MATERIAL FOR THIS EXERCISE:

◆ ◆ ◆ ◆

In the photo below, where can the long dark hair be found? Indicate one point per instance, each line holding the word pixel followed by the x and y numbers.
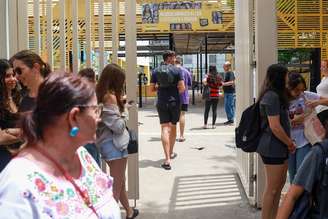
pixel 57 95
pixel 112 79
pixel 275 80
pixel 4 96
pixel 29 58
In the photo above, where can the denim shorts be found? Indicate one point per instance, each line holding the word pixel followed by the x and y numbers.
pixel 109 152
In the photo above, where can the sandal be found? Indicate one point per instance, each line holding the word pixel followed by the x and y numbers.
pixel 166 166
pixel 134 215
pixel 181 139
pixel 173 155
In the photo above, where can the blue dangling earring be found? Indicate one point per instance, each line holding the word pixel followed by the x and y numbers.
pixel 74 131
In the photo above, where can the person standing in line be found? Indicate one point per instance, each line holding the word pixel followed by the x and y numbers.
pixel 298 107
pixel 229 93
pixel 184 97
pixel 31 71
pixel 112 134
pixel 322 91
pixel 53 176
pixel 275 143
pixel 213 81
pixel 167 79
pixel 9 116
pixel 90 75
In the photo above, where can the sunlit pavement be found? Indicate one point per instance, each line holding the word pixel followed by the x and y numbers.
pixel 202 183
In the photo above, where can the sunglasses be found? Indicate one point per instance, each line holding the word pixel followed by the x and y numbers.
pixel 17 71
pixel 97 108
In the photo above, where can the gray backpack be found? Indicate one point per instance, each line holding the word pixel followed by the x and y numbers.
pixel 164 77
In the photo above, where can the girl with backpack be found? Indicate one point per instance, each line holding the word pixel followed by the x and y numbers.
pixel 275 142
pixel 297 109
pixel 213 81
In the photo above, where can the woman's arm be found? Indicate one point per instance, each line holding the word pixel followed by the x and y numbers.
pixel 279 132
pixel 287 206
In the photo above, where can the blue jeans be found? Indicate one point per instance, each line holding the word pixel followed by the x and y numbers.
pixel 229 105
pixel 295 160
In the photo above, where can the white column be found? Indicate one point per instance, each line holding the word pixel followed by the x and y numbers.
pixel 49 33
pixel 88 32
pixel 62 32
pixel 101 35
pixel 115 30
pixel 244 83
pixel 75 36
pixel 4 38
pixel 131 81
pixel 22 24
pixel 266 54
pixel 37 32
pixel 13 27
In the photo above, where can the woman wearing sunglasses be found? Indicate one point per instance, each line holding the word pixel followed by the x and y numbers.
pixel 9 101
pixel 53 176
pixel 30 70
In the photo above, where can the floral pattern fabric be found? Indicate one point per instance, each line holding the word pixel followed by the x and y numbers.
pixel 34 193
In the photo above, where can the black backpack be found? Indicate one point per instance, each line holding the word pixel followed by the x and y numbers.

◆ ◆ ◆ ◆

TASK PROMPT:
Which lines run from the one holding "In the photo above, where can the sunglasses" through the end of the data? Write them out exactly, ends included, and add nothing.

TASK SOLUTION:
In the photo above, where can the sunglasses be found? Indicate one point per instance, each line holding the word pixel followed by the x and y numbers.
pixel 17 71
pixel 97 108
In the photo above, where can the gray backpack be found? Indicate one point per instance, each line holding the word pixel followed by the x and y numbers.
pixel 164 77
In the photo above, where can the girl with backpack be found? Indicate one point per instance, each line holding the word pixel followed by the x and y numbers.
pixel 275 142
pixel 297 109
pixel 213 81
In the photo above, where can the woman's arm be found? Indicate one point per instance, each line holding the word pixel followed by the x and y numbers.
pixel 279 132
pixel 287 206
In the photo above, where can the blue jeans be found? Indicate one point per instance, each line holding the word pixel followed by the x and y numbers.
pixel 229 105
pixel 295 160
In the photo above, where can the white column be found? Indicate one point per instance, each line holding the word pixel followed by the x and y numbers.
pixel 49 33
pixel 88 32
pixel 62 32
pixel 101 35
pixel 115 30
pixel 244 83
pixel 75 36
pixel 4 38
pixel 131 81
pixel 22 24
pixel 266 54
pixel 37 32
pixel 13 27
In the photo above, where can the woman wearing sunglasses be found? Indicate one point per instance, each line holding the word pixel followed by the x and y numbers.
pixel 9 101
pixel 53 176
pixel 30 70
In the photo above, where can the floral pattern fabric be found? Indicate one point per instance, each line holding the word pixel followed by the x and y numbers.
pixel 34 193
In the photo above, where can the black backpack be found? Indicate one point per instance, each line holding the word pixel followed by the x and y numbers.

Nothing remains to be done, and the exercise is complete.